▶ **Requirement**
Look through the entries below and count the lines with the word "open" in them; give only the number.

▶ **Provided information**
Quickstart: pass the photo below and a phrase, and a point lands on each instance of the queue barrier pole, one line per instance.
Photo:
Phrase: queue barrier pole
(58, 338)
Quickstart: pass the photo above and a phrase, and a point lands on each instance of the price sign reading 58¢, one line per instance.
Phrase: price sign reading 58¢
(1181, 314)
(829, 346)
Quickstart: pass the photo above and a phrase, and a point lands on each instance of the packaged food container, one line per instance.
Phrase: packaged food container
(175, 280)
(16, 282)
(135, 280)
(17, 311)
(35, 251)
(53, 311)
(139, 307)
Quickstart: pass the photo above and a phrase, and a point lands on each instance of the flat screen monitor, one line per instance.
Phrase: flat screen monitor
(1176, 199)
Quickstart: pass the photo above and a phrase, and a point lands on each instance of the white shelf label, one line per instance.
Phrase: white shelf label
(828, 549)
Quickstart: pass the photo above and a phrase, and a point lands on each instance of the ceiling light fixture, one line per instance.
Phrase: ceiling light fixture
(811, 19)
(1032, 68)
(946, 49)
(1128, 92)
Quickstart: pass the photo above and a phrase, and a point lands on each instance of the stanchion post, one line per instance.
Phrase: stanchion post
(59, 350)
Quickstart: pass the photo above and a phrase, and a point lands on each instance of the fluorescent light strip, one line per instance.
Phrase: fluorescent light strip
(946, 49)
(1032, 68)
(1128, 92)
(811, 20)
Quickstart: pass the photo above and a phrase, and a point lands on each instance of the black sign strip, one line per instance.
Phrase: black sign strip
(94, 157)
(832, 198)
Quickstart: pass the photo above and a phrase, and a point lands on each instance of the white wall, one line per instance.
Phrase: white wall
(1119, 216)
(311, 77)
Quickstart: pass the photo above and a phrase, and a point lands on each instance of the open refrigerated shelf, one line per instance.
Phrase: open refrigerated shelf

▶ **Exercise output**
2